▶ _Selected passage_
──────
Opinion
Civil No. SAG-19-2429
12-11-2019
LETTER TO COUNSEL Dear Counsel:
Plaintiff Great Northern Insurance Company ("Great Northern") filed this subrogation action relating to a fire at the home of its insureds. ECF 15. I have reviewed the Motion to Dismiss Plaintiff's Amended Complaint, ECF 28, filed by Defendant Aclara Meters, LLC ("Aclara"). Plaintiff Great Northern Insurance Company ("Great Northern") filed an opposition, ECF 30, and Aclara filed a reply, ECF 31. No hearing is necessary. See Loc. R. 105.6 (D. Md. 2018). For the reasons that follow, Aclara's Motion will be denied.
Whether a complaint states a claim for relief is assessed by reference to the pleading requirements of Rule 8(a)(2), which provides that a complaint must contain a "short and plain statement of the claim showing that the pleader is entitled to relief." The purpose of the rule is to provide the defendants with "fair notice" of the claims and the "grounds" for entitlement to relief. Bell Atl. Corp. v. Twombly, 550 U.S. 544, 555-56 (2007). To survive a motion to dismiss under Fed. R. Civ. P. 12(b)(6), a complaint must contain facts sufficient to "state a claim to relief that is plausible on its face." Id. at 570; see Ashcroft v. Iqbal, 556 U.S. 662, 684 (2009) ("Our decision in Twombly expounded the pleading standard for 'all civil actions.'"); see also Willner v. Dimon, 849 F.3d 93, 112 (4th Cir. 2017). But, a plaintiff need not include "detailed factual allegations" in order to satisfy Rule 8(a)(2). Twombly, 550 U.S. at 555. Moreover, federal pleading rules "do not countenance dismissal of a complaint for imperfect statement of the legal theory supporting the claim asserted." Johnson v. City of Shelby, 574 U.S. ___, 135 S. Ct. 346, 346 (2014) (per curiam).
In reviewing a Rule 12(b)(6) motion, a court "must accept as true all of the factual allegations contained in the complaint" and must "draw all reasonable inferences [from those facts] in favor of the plaintiff." E.I. du Pont de Nemours & Co. v. Kolon Indus., Inc., 637 F.3d 435, 440 (4th Cir. 2011) (citations omitted); see Semenova v. Maryland Transit Admin., 845 F.3d 564, 567 (4th Cir. 2017); Houck v. Substitute Tr. Servs., Inc., 791 F.3d 473, 484 (4th Cir. 2015). However, a court is not required to accept legal conclusions drawn from the facts. Papasan v. Allain, 478 U.S. 265, 286 (1986). "A court decides whether [the pleading] standard is met by separating the legal conclusions from the factual allegations, assuming the truth of only the factual allegations, and then determining whether those allegations allow the court to reasonably infer" that the plaintiff is entitled to the legal remedy sought. A Society Without a Name v. Virginia, 655 F.3d 342, 346 (4th. Cir. 2011), cert. denied, 566 U.S. 937 (2012).
Under that relatively lenient standard, Great Northern's Amended Complaint sufficiently states a products liability claim against Aclara. The specific factual allegations in the Amended Complaint include:
10. Before March 2, 2019, defendant BGE installed a 400 amp electrical smart meter at the Property ("the Meter").
11. The Meter was designed, manufactured and/or distributed by defendant Aclara.
12. On or about March 2, 2019, a fire occurred in the Meter ("the Fire").
──────
▶ _Extracted information_

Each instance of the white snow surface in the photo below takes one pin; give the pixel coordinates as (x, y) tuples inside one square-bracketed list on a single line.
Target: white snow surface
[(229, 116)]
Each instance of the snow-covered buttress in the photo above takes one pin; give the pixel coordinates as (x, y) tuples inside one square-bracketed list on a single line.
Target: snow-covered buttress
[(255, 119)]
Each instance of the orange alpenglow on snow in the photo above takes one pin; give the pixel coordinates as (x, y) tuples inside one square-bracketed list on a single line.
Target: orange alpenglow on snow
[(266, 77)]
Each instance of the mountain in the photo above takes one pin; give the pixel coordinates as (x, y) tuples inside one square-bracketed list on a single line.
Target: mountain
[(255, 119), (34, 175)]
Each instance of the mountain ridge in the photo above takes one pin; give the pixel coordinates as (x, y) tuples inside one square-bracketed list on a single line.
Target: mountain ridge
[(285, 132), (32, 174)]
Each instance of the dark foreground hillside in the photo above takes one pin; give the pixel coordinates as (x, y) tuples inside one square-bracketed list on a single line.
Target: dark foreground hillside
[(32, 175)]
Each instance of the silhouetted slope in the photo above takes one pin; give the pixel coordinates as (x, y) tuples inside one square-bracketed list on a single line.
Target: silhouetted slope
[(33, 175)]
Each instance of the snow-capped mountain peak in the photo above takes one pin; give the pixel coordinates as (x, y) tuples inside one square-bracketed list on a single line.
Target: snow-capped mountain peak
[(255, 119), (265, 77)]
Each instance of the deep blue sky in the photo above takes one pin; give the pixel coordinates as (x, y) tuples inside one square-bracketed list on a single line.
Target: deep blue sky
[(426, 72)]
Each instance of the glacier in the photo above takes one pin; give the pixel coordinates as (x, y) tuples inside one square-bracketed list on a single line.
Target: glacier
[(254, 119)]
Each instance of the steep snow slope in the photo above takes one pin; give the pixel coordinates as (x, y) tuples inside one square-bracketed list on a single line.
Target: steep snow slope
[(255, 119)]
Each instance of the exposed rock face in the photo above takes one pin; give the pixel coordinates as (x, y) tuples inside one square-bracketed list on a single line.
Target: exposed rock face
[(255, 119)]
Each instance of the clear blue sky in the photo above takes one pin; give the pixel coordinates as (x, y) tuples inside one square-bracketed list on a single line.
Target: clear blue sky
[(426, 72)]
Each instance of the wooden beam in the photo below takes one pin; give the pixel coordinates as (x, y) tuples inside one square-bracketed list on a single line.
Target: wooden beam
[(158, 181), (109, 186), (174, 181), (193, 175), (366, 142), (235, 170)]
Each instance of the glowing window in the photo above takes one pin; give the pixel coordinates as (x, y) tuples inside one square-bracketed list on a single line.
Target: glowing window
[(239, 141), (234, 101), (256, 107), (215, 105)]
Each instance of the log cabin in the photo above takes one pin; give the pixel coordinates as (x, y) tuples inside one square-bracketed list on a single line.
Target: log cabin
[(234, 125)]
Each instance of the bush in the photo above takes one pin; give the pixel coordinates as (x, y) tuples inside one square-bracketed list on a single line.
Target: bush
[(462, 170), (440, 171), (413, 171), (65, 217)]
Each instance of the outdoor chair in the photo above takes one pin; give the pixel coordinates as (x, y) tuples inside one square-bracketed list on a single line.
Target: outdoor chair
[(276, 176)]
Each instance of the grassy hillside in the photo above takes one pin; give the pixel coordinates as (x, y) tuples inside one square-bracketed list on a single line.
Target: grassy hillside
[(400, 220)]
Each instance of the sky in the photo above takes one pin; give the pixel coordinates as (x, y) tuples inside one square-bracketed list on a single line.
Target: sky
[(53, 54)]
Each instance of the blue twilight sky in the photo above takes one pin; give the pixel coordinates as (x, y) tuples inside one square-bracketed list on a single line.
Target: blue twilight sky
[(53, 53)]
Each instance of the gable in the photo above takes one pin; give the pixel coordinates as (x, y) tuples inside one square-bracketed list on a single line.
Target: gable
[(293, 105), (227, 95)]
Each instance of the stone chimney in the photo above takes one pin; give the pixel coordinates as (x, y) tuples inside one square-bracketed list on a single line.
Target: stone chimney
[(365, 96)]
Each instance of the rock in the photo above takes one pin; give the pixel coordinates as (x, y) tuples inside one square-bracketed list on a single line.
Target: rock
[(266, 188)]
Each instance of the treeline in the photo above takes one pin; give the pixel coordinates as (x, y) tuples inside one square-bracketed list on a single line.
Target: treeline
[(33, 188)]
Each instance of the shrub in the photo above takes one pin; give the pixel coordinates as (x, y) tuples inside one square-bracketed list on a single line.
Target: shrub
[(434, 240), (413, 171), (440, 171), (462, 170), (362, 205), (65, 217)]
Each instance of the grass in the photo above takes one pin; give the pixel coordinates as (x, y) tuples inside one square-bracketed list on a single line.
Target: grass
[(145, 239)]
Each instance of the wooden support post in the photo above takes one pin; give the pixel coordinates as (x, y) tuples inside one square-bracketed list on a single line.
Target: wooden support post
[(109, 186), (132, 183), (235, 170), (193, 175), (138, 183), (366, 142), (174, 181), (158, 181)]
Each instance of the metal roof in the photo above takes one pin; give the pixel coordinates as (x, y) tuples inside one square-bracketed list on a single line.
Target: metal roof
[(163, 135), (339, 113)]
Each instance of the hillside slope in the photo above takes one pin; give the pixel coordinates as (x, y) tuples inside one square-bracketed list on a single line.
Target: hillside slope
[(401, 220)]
──────
▶ _Given problem 1_
Please put the stretch of the records from the line containing "Each instance of the treeline" through the end of the records into a numbered list, leaving out blank lines.
▶ _Given problem 2_
Continue the letter ruling on the motion to dismiss from the point where it stops.

▶ _Exercise output 1_
1. Each instance of the treeline in the photo above takes one pin; give the pixel coordinates as (x, y) tuples inside one square-bracketed list on a single line.
2. Target: treeline
3. [(33, 188)]
4. Each instance of the shrub in the photo above takes one pin; give the pixel coordinates as (x, y) tuples inside one square-bracketed list on a single line.
5. Target: shrub
6. [(434, 240), (413, 171), (440, 171), (462, 170), (362, 205), (65, 217)]
7. Each instance of the grass in the photo above takes one pin; give the pixel coordinates as (x, y) tuples inside one square-bracketed list on a single line.
8. Target: grass
9. [(145, 239)]
10. Each instance of the wooden support post in the photo above takes one pin; give the pixel coordinates as (x, y) tuples inside one square-bracketed list on a single line.
11. Target: wooden support post
12. [(109, 186), (132, 183), (235, 170), (193, 175), (138, 183), (366, 142), (174, 181), (158, 181)]
13. Each instance of the metal roof in the photo above takes one pin; give the pixel coordinates as (x, y) tuples inside one square-bracketed list on a single line.
14. Target: metal roof
15. [(163, 135), (339, 113)]
16. Each instance of the hillside slope in the photo above takes one pin; give the pixel coordinates as (x, y) tuples inside one square-bracketed list on a single line.
17. Target: hillside slope
18. [(401, 220)]

▶ _Exercise output 2_
. . .
20. The Fire originated within the Meter and the actual fire was contained to the Meter itself and the remaining damage to the Property was from the smoke.
. . .
22. There was a failure of the insulation/isolation within the internal electrical components within the meter such that current flowed in an unintended manner creating heat and resulting in arcing events inside the Meter, which caused it to catch Fire.
23. The arcing occurred in the area of the last terminal in the Meter before the power goes to the house.
24. The significant arcing events within the Meter consumed many of the internal components making it impossible to identify the specific component within the Meter that initiated the failure.
. . .
26. Defendant designed, manufactured, and/or distributed the Meter, which was intended by the defendant Aclara to be used by members of the general public such as plaintiff's insureds.
27. The Meter was unreasonably dangerous and unsafe for its intended use by reason of a defect within the Meter, which existed when defendant Aclara placed it into the stream of commerce.
28. The Meter had not been modified or altered in any way prior to the Fire and was in the same condition as when it was placed into the stream of commerce by defendant.ECF 15.
29. The area where the failure occurred was within the Meter in an area that could not have been accessed by the consumer.
30. The defect within the Meter resulted in an internal electrical malfunction which caused the Meter to catch fire while being used for its ordinary and intended purpose of transmitting electrical service from defendant BGE's electrical distribution system to the Property.
31. If the Meter were properly designed and manufactured it should not have caught Fire.
32. Defendant BGE has advised plaintiff that it is aware of other similar meter fires.
33. As a direct and proximate result of the defective condition of the Meter, the Fire occurred and resulted in significant damages to the Property.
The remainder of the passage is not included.